Extract each line of the listing below that contains the word "tree". Matching is case-sensitive.

======== Data entries

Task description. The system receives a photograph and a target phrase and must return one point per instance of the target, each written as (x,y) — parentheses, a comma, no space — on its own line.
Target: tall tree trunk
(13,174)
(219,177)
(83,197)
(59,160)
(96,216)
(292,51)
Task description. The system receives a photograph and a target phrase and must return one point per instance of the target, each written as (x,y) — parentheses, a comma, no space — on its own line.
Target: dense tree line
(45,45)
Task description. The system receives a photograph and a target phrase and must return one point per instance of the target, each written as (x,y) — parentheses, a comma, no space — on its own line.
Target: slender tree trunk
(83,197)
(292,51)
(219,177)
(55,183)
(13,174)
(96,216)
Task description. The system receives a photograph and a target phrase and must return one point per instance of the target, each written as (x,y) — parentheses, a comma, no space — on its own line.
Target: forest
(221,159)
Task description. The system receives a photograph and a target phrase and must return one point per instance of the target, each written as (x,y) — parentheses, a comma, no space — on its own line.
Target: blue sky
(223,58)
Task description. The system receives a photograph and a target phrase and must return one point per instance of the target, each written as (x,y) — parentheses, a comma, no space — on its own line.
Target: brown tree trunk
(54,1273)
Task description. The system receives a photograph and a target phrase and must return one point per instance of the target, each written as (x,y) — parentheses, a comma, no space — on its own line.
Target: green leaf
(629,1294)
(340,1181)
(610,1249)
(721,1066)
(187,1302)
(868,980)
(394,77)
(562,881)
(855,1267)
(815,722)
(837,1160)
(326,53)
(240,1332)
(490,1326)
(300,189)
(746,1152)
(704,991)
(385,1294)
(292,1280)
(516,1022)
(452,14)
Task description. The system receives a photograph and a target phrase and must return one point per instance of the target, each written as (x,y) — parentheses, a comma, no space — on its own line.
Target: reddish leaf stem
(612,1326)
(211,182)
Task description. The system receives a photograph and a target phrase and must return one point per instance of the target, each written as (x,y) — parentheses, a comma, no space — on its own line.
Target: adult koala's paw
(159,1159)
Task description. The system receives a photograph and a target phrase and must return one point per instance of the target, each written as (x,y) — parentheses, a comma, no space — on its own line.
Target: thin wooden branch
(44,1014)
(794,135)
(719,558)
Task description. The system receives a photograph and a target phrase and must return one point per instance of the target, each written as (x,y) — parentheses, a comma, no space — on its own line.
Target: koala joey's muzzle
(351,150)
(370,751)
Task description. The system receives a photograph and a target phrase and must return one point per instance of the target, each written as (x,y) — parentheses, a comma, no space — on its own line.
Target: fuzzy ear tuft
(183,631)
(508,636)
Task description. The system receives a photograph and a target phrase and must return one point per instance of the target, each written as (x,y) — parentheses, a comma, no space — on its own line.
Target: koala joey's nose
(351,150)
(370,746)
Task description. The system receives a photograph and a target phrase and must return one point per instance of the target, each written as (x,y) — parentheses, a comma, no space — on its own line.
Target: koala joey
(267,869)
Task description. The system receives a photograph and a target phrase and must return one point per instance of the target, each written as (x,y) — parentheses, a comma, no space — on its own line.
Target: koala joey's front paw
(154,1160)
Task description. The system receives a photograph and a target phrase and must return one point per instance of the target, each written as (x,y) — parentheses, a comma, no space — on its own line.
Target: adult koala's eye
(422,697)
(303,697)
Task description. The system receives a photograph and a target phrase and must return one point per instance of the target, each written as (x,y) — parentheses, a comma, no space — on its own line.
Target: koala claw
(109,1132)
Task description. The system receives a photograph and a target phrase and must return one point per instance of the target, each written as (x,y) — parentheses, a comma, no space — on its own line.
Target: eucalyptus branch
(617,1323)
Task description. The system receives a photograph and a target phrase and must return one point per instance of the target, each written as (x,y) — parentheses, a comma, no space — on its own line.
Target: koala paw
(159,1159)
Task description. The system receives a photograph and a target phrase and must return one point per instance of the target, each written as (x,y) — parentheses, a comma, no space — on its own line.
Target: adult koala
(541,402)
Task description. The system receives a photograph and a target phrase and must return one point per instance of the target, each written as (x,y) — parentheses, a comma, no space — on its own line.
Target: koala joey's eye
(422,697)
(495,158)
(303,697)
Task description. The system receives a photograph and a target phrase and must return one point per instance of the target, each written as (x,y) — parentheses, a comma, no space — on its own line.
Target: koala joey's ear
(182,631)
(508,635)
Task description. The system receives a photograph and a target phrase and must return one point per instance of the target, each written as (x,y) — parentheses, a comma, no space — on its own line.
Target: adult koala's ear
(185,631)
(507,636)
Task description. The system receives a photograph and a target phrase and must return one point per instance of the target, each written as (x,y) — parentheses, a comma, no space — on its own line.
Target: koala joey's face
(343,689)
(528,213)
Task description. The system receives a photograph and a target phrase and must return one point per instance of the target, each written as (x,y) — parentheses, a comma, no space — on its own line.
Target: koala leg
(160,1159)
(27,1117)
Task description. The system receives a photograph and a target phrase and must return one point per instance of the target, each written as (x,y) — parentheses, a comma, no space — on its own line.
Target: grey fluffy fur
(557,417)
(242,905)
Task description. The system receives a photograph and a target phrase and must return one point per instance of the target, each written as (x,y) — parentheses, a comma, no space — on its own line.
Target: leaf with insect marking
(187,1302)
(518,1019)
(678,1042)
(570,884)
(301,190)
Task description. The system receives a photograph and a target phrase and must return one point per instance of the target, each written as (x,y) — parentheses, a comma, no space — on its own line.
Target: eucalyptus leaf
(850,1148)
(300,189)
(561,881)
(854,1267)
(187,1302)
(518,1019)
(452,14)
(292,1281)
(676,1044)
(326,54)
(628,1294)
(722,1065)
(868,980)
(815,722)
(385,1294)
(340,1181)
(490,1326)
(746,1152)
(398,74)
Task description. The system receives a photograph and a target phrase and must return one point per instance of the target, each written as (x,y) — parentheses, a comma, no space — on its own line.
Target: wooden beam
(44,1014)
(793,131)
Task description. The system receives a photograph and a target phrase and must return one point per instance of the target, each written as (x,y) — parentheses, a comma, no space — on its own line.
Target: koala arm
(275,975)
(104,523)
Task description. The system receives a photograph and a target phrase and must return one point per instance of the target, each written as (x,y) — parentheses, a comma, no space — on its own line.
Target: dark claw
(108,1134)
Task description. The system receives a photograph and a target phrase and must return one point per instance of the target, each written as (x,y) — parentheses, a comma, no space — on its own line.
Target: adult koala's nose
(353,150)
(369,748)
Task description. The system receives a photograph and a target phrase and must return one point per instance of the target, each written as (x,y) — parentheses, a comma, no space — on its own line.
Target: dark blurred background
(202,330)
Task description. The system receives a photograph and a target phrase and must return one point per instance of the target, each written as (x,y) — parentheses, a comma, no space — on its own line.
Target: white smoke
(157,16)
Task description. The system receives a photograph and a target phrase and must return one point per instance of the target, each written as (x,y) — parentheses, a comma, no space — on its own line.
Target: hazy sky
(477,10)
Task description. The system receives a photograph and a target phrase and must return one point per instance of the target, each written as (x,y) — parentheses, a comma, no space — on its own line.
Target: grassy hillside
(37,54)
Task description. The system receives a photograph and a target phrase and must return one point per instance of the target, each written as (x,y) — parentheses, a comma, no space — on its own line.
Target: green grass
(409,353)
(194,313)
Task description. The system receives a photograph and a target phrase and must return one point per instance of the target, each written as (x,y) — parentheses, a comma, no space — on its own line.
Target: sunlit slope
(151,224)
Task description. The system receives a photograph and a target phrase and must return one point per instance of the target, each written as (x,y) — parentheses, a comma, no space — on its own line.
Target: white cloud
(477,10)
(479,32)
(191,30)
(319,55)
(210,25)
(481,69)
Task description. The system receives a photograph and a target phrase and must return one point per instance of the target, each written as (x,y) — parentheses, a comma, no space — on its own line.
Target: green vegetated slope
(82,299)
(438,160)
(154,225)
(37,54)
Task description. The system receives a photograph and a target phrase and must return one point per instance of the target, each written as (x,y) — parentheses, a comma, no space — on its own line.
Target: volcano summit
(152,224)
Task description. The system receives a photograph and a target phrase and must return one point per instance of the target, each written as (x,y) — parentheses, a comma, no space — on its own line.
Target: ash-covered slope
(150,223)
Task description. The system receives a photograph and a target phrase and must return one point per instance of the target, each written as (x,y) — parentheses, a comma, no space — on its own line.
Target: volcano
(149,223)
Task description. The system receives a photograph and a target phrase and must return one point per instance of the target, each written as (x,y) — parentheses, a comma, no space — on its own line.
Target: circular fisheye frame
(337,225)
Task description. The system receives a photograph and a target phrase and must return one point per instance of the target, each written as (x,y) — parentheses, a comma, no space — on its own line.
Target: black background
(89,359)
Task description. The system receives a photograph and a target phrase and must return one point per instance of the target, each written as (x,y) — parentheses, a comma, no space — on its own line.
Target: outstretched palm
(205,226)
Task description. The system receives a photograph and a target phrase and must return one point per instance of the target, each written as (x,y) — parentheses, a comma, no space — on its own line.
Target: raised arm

================

Expected answer:
Target: tall tree trunk
Target: dense tree line
Target: slender tree trunk
Target: brown tree trunk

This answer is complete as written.